## Given records
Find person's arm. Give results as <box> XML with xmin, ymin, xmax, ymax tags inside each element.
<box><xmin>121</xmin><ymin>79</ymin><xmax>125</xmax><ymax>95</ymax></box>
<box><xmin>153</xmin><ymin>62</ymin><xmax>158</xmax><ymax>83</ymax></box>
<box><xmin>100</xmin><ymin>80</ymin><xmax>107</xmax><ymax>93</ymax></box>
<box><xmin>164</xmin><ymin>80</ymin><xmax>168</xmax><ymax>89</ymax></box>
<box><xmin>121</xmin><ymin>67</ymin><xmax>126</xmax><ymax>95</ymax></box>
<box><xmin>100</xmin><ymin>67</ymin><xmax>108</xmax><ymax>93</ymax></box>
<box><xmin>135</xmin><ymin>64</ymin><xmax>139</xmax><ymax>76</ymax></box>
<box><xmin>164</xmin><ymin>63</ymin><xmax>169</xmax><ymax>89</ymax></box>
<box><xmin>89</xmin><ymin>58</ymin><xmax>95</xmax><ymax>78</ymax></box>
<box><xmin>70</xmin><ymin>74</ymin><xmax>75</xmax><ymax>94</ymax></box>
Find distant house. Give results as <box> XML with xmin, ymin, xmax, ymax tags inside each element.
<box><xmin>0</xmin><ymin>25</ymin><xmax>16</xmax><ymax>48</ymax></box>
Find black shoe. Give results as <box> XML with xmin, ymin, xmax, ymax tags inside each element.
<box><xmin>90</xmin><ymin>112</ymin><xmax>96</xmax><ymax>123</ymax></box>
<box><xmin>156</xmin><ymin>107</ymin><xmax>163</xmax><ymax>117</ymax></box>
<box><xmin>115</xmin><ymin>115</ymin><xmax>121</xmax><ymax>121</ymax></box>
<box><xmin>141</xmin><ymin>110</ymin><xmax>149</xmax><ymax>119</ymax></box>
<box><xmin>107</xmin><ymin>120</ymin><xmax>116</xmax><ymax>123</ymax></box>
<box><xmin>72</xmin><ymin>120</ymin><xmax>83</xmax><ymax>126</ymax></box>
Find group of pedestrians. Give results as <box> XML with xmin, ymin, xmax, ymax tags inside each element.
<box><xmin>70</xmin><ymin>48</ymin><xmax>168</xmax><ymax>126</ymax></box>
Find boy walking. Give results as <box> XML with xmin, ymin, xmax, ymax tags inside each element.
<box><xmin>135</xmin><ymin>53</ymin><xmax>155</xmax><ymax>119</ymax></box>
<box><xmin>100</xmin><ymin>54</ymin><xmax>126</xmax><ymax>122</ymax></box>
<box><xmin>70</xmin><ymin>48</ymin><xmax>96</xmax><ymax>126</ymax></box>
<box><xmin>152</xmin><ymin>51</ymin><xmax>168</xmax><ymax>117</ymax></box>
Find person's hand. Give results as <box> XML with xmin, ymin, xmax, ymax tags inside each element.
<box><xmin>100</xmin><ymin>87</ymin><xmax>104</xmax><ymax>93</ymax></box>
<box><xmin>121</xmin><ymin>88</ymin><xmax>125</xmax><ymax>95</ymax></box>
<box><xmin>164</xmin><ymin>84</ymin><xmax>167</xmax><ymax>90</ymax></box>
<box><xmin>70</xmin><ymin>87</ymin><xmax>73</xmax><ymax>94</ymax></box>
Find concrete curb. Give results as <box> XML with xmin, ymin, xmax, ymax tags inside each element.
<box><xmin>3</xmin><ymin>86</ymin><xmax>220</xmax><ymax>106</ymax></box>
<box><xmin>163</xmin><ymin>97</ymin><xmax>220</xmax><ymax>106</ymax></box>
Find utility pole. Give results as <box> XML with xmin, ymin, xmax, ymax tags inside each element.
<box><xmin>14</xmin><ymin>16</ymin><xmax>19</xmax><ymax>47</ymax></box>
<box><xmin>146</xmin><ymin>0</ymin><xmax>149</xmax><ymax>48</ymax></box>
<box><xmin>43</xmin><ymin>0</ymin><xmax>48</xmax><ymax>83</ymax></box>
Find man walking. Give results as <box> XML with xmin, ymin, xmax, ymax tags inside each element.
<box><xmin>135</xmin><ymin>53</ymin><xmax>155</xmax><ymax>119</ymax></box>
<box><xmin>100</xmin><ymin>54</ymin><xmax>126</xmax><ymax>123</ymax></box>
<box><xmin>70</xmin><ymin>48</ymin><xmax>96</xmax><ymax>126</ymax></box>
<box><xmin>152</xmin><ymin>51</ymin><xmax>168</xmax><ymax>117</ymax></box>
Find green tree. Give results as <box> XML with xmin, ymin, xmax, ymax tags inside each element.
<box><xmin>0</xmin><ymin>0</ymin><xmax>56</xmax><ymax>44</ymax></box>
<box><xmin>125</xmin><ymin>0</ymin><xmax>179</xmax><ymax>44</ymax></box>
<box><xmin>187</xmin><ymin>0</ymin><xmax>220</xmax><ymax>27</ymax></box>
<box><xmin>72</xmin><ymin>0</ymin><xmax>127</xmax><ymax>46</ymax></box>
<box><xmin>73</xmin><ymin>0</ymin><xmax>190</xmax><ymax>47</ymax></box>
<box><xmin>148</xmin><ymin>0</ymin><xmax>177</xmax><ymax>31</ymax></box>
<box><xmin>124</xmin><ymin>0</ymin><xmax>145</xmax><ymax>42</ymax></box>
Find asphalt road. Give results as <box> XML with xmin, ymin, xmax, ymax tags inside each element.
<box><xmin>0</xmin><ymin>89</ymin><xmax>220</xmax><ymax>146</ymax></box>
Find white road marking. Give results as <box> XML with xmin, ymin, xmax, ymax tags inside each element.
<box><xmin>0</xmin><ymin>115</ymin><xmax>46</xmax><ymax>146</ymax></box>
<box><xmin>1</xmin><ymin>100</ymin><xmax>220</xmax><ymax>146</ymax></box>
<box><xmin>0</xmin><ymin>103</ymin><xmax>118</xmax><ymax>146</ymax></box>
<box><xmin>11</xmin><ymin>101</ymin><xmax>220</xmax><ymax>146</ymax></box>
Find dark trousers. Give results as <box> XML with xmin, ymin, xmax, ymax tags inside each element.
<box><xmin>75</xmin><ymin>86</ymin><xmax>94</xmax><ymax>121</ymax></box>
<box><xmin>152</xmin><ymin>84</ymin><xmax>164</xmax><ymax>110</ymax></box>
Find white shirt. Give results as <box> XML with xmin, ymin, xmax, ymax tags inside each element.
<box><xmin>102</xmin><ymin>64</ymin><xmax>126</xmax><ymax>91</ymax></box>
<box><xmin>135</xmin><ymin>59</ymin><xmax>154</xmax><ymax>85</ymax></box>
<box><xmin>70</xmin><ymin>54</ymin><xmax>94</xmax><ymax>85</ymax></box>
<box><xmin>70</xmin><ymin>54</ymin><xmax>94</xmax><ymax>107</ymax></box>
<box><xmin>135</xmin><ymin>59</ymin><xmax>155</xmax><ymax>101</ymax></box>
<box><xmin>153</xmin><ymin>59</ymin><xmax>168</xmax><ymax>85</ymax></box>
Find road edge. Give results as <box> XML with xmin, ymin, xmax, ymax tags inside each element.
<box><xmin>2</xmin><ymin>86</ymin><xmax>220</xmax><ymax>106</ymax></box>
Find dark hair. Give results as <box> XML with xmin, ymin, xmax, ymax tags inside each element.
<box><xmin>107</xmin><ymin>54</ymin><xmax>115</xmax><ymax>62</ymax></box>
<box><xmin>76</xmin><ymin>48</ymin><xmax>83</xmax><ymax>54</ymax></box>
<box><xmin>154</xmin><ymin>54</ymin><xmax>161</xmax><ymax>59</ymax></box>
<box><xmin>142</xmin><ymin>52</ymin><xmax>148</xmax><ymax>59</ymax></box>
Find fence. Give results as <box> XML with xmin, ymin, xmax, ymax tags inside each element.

## Problem requirements
Write the entries out again verbatim, every one of them.

## Answer space
Find person's arm. Give results as <box> XML with xmin, ymin, xmax, ymax tags inside each element.
<box><xmin>121</xmin><ymin>79</ymin><xmax>125</xmax><ymax>95</ymax></box>
<box><xmin>153</xmin><ymin>62</ymin><xmax>158</xmax><ymax>83</ymax></box>
<box><xmin>100</xmin><ymin>80</ymin><xmax>107</xmax><ymax>93</ymax></box>
<box><xmin>164</xmin><ymin>80</ymin><xmax>168</xmax><ymax>89</ymax></box>
<box><xmin>121</xmin><ymin>67</ymin><xmax>126</xmax><ymax>95</ymax></box>
<box><xmin>100</xmin><ymin>67</ymin><xmax>108</xmax><ymax>93</ymax></box>
<box><xmin>135</xmin><ymin>64</ymin><xmax>139</xmax><ymax>76</ymax></box>
<box><xmin>164</xmin><ymin>63</ymin><xmax>169</xmax><ymax>89</ymax></box>
<box><xmin>89</xmin><ymin>58</ymin><xmax>95</xmax><ymax>78</ymax></box>
<box><xmin>70</xmin><ymin>74</ymin><xmax>75</xmax><ymax>94</ymax></box>
Find distant house. Give results as <box> XML with xmin, ymin, xmax, ymax tags inside each element.
<box><xmin>0</xmin><ymin>25</ymin><xmax>16</xmax><ymax>48</ymax></box>
Find black shoe. Give results as <box> XML with xmin, ymin, xmax, ymax tags inside each element.
<box><xmin>90</xmin><ymin>112</ymin><xmax>96</xmax><ymax>123</ymax></box>
<box><xmin>156</xmin><ymin>107</ymin><xmax>163</xmax><ymax>117</ymax></box>
<box><xmin>115</xmin><ymin>115</ymin><xmax>121</xmax><ymax>121</ymax></box>
<box><xmin>141</xmin><ymin>110</ymin><xmax>149</xmax><ymax>119</ymax></box>
<box><xmin>107</xmin><ymin>120</ymin><xmax>116</xmax><ymax>123</ymax></box>
<box><xmin>72</xmin><ymin>120</ymin><xmax>83</xmax><ymax>126</ymax></box>
Find group of pedestrians. Give results as <box> XML with xmin, ymin, xmax, ymax tags inside each element.
<box><xmin>70</xmin><ymin>48</ymin><xmax>168</xmax><ymax>126</ymax></box>
Find boy walking. Give results as <box> XML with xmin, ymin, xmax, ymax tags inside each element.
<box><xmin>135</xmin><ymin>53</ymin><xmax>155</xmax><ymax>119</ymax></box>
<box><xmin>100</xmin><ymin>54</ymin><xmax>126</xmax><ymax>122</ymax></box>
<box><xmin>70</xmin><ymin>48</ymin><xmax>96</xmax><ymax>126</ymax></box>
<box><xmin>152</xmin><ymin>51</ymin><xmax>168</xmax><ymax>117</ymax></box>
Find person's hand. Give results as <box> XML with xmin, ymin, xmax, ymax tags inside each element.
<box><xmin>100</xmin><ymin>87</ymin><xmax>104</xmax><ymax>93</ymax></box>
<box><xmin>121</xmin><ymin>88</ymin><xmax>125</xmax><ymax>95</ymax></box>
<box><xmin>164</xmin><ymin>84</ymin><xmax>167</xmax><ymax>90</ymax></box>
<box><xmin>70</xmin><ymin>87</ymin><xmax>73</xmax><ymax>94</ymax></box>
Find concrete curb. Give results as <box> XML with xmin, ymin, xmax, ymax tags inside each element.
<box><xmin>3</xmin><ymin>86</ymin><xmax>220</xmax><ymax>106</ymax></box>
<box><xmin>163</xmin><ymin>97</ymin><xmax>220</xmax><ymax>106</ymax></box>
Find utility pole. Give results as <box> XML with xmin, ymin, xmax, ymax tags inside each element.
<box><xmin>14</xmin><ymin>16</ymin><xmax>19</xmax><ymax>47</ymax></box>
<box><xmin>146</xmin><ymin>0</ymin><xmax>149</xmax><ymax>48</ymax></box>
<box><xmin>43</xmin><ymin>0</ymin><xmax>48</xmax><ymax>83</ymax></box>
Find man walking. Give results as <box> XML with xmin, ymin, xmax, ymax tags inside each element.
<box><xmin>135</xmin><ymin>53</ymin><xmax>155</xmax><ymax>119</ymax></box>
<box><xmin>100</xmin><ymin>54</ymin><xmax>126</xmax><ymax>123</ymax></box>
<box><xmin>70</xmin><ymin>48</ymin><xmax>96</xmax><ymax>126</ymax></box>
<box><xmin>152</xmin><ymin>51</ymin><xmax>168</xmax><ymax>117</ymax></box>
Find green tree. Give results as <box> XML with xmin, ymin, xmax, ymax tags inside each element.
<box><xmin>0</xmin><ymin>0</ymin><xmax>56</xmax><ymax>44</ymax></box>
<box><xmin>125</xmin><ymin>0</ymin><xmax>179</xmax><ymax>44</ymax></box>
<box><xmin>187</xmin><ymin>0</ymin><xmax>220</xmax><ymax>27</ymax></box>
<box><xmin>72</xmin><ymin>0</ymin><xmax>127</xmax><ymax>46</ymax></box>
<box><xmin>73</xmin><ymin>0</ymin><xmax>190</xmax><ymax>47</ymax></box>
<box><xmin>148</xmin><ymin>0</ymin><xmax>177</xmax><ymax>31</ymax></box>
<box><xmin>124</xmin><ymin>0</ymin><xmax>145</xmax><ymax>42</ymax></box>
Find asphalt road. Give results as <box> XML with xmin, ymin, xmax, ymax tags inside each element.
<box><xmin>0</xmin><ymin>89</ymin><xmax>220</xmax><ymax>146</ymax></box>
Find white road marking. Give results as <box> XML with xmin, ymin, xmax, ymax tags inside each element.
<box><xmin>0</xmin><ymin>115</ymin><xmax>46</xmax><ymax>146</ymax></box>
<box><xmin>1</xmin><ymin>100</ymin><xmax>220</xmax><ymax>146</ymax></box>
<box><xmin>0</xmin><ymin>103</ymin><xmax>118</xmax><ymax>146</ymax></box>
<box><xmin>11</xmin><ymin>101</ymin><xmax>220</xmax><ymax>146</ymax></box>
Find dark trousers. Give results as <box> XML with xmin, ymin, xmax, ymax tags inside each element.
<box><xmin>75</xmin><ymin>86</ymin><xmax>94</xmax><ymax>121</ymax></box>
<box><xmin>152</xmin><ymin>84</ymin><xmax>164</xmax><ymax>110</ymax></box>
Find white shirt. Give results as <box> XML with xmin, ymin, xmax, ymax tags inside each element.
<box><xmin>102</xmin><ymin>64</ymin><xmax>126</xmax><ymax>91</ymax></box>
<box><xmin>135</xmin><ymin>59</ymin><xmax>154</xmax><ymax>85</ymax></box>
<box><xmin>70</xmin><ymin>54</ymin><xmax>94</xmax><ymax>85</ymax></box>
<box><xmin>70</xmin><ymin>54</ymin><xmax>94</xmax><ymax>107</ymax></box>
<box><xmin>135</xmin><ymin>59</ymin><xmax>155</xmax><ymax>101</ymax></box>
<box><xmin>153</xmin><ymin>59</ymin><xmax>168</xmax><ymax>85</ymax></box>
Find road edge. Give results as <box> XML with xmin, ymin, xmax, ymax tags inside each element.
<box><xmin>2</xmin><ymin>86</ymin><xmax>220</xmax><ymax>106</ymax></box>
Find dark hair. Give results as <box> XML with xmin, ymin, xmax, ymax tags inside each element.
<box><xmin>107</xmin><ymin>54</ymin><xmax>115</xmax><ymax>62</ymax></box>
<box><xmin>76</xmin><ymin>48</ymin><xmax>83</xmax><ymax>54</ymax></box>
<box><xmin>154</xmin><ymin>54</ymin><xmax>161</xmax><ymax>59</ymax></box>
<box><xmin>142</xmin><ymin>52</ymin><xmax>148</xmax><ymax>59</ymax></box>
Find fence. Give results as <box> XML with xmin, ymin, xmax, ymax tags inside each element.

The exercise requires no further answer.